Aufgaben >>
• a. Gib aus dem Interview zum Kongo-Einsatz den Abschnitt wörtlich wieder, der mit den Worten „Ulrike Merten: Davon“ beginnt und mit „der Bundeswehr ausgesprochen!“ endet.
• b. Beantworte anhand des Interviews zum Kongo-Einsatz die folgenden Fragen.
(i) Mit was für einer Mehrheit rechnet Ulrike Merten bei der Abstimmung, und bei wem?
(ii) Bei welcher Partei ist Ulrike Merten gespannt, ob sie bei ihrem Nein bleibt?
(iii) Wofür hat sich Hans-Christian Ströbele nach seiner Kongo-Reise ausgesprochen?

═══ Dokument ═══

Das Parlament: Was meinen Sie, wird die Abstimmung über den Kongo-Einsatz der Bundeswehr zur ersten Bewährungsprobe für die Große Koalition?
Ulrike Merten: Davon gehe ich nicht aus. Ich rechne mit einer breiten Mehrheit in der Regierungskoalition und beim Bündnis 90/Die Grünen. Ich bin sehr gespannt, ob die FDP bei ihrem Nein bleibt.
Das Parlament: Der ansonsten als unverrückbar pazifistisch geltende Hans-Christian Ströbele (Bündnis 90/Die Grünen) hat sich nach seiner Kongo-Reise für eine Einsatzbeteiligung der Bundeswehr ausgesprochen!
Ulrike Merten: Wer die Presse verfolgt hat, konnte sich immer wieder verwundert die Augen reiben. Bei dieser Entscheidung wird vieles anders sein. Diejenigen, die in der Vergangenheit militärischen Einsätzen eher kritisch gegenüber standen, tun es dieses Mal nicht und umgekehrt.
Das Parlament: Welches moralische Interesse gibt es, den Kongo zu unterstützen?

═══ Datenteil ═══

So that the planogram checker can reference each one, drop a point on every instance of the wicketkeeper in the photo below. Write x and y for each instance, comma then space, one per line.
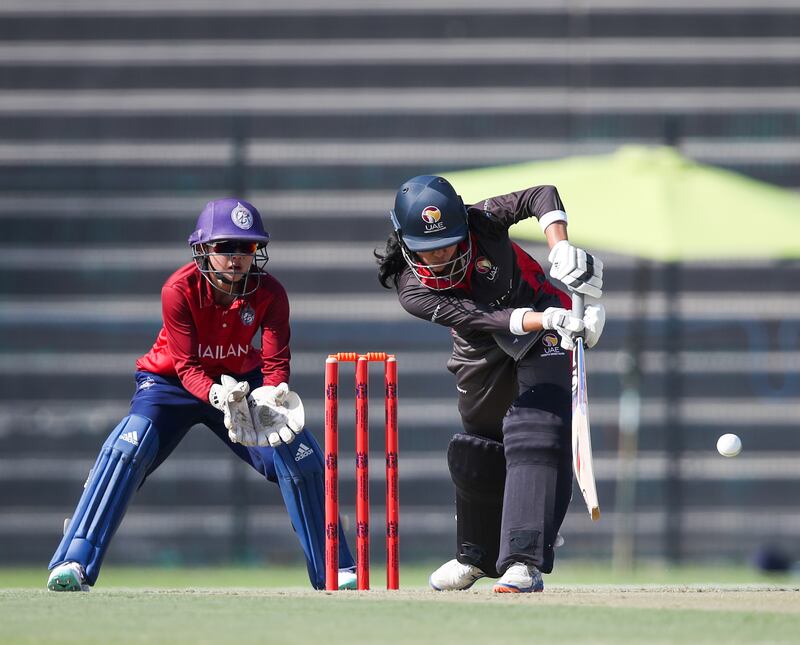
204, 369
512, 334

═══

Lösungen >>
• a.
Ulrike Merten: Davon gehe ich nicht aus. Ich rechne mit einer breiten Mehrheit in der Regierungskoalition und beim Bündnis 90/Die Grünen. Ich bin sehr gespannt, ob die FDP bei ihrem Nein bleibt.
Das Parlament: Der ansonsten als unverrückbar pazifistisch geltende Hans-Christian Ströbele (Bündnis 90/Die Grünen) hat sich nach seiner Kongo-Reise für eine Einsatzbeteiligung der Bundeswehr ausgesprochen!

• b.
(i) Mit einer breiten Mehrheit in der Regierungskoalition und beim Bündnis 90/Die Grünen.
(ii) Bei der FDP.
(iii) Für eine Einsatzbeteiligung der Bundeswehr.